* _Document passage_
SciML: Issues using `GaussAdjoint` on an `EnsembleProblem` with callbacks

Hello there,

I am rather new to Julia, and I am trying to implement a Neural ODE model that relies on event callbacks to terminate integration. I am using the GaussAdjoint, given that it supports callbacks and that it was recommended on the docs.

This is my current forward pass, which i am running with use_gpu=false:


abstract type AITNODELayer <: AbstractLuxContainerLayer{(:vector_field, :halting_unit)} end

@concrete struct AITNODE <: AITNODELayer
    vector_field <: AbstractLuxLayer
    halting_unit <: AbstractLuxLayer
    dim::Int
    eps::Float32
    use_gpu::Bool
    tspan::Any
    args::Any
    kwargs::Any
end

function (n::AITNODE)(x::AbstractMatrix{<:Number}, θ, st)
    st_vf = st.vector_field
    st_hu = st.halting_unit
    D = n.dim
    B = size(x, 2)

* _Input rows_
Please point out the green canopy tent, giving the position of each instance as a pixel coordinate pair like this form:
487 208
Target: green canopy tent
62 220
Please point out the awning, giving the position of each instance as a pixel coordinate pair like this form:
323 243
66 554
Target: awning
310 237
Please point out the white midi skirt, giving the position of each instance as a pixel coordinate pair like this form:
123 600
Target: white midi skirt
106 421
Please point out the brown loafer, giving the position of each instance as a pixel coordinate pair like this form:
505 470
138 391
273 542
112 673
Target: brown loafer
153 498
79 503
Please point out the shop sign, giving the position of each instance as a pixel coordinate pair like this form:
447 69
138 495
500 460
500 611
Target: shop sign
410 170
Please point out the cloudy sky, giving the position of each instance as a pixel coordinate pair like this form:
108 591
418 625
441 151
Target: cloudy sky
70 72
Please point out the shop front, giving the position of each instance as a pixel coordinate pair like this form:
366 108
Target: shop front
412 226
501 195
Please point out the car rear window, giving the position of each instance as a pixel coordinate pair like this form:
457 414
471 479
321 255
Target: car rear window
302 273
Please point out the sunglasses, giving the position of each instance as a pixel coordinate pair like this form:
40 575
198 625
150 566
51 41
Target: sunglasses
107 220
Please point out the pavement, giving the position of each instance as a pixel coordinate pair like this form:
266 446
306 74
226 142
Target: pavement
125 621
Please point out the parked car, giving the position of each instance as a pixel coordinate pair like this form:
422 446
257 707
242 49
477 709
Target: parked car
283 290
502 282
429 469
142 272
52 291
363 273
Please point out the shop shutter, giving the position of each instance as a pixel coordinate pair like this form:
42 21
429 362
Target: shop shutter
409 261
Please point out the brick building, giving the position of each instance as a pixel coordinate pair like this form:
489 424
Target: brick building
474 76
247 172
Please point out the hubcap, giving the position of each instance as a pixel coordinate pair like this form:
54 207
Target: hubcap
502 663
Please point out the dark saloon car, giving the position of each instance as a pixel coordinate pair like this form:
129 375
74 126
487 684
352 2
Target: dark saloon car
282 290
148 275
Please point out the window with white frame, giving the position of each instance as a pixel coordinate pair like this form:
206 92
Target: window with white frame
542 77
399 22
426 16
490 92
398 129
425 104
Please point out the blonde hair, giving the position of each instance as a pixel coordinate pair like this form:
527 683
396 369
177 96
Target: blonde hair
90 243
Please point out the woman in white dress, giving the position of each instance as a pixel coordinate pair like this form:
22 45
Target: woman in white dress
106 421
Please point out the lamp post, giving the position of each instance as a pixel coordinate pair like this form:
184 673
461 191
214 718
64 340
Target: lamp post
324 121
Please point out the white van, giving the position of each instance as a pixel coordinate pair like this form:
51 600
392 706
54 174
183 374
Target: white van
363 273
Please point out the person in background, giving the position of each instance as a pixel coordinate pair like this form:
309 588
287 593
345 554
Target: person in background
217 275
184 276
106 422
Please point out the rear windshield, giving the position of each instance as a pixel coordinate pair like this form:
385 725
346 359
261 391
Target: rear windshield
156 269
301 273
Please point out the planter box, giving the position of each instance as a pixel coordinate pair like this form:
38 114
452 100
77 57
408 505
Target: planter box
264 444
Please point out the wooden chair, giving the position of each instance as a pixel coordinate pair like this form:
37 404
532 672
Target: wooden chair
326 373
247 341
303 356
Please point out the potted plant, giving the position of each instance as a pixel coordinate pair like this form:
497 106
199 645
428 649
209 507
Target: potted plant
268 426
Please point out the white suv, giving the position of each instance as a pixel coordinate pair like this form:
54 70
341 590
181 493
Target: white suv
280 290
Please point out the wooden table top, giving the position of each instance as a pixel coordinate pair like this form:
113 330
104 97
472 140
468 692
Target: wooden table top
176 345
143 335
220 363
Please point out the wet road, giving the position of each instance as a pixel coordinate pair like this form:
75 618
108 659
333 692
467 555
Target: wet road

* _Directive 1_
Answer these questions about the forum post on GaussAdjoint:
(a) Which adjoint method is the poster using?
(b) What value of use_gpu is the forward pass run with?
(c) What type does the AITNODE struct give its eps field?
* _Directive 2_
How many lines in the entries contain the string "loafer"? Case counts, and give only the number.
The forum post and the entries have nothing to do with each other.

* _Final result 1_
(a) GaussAdjoint
(b) false
(c) Float32

* _Final result 2_
2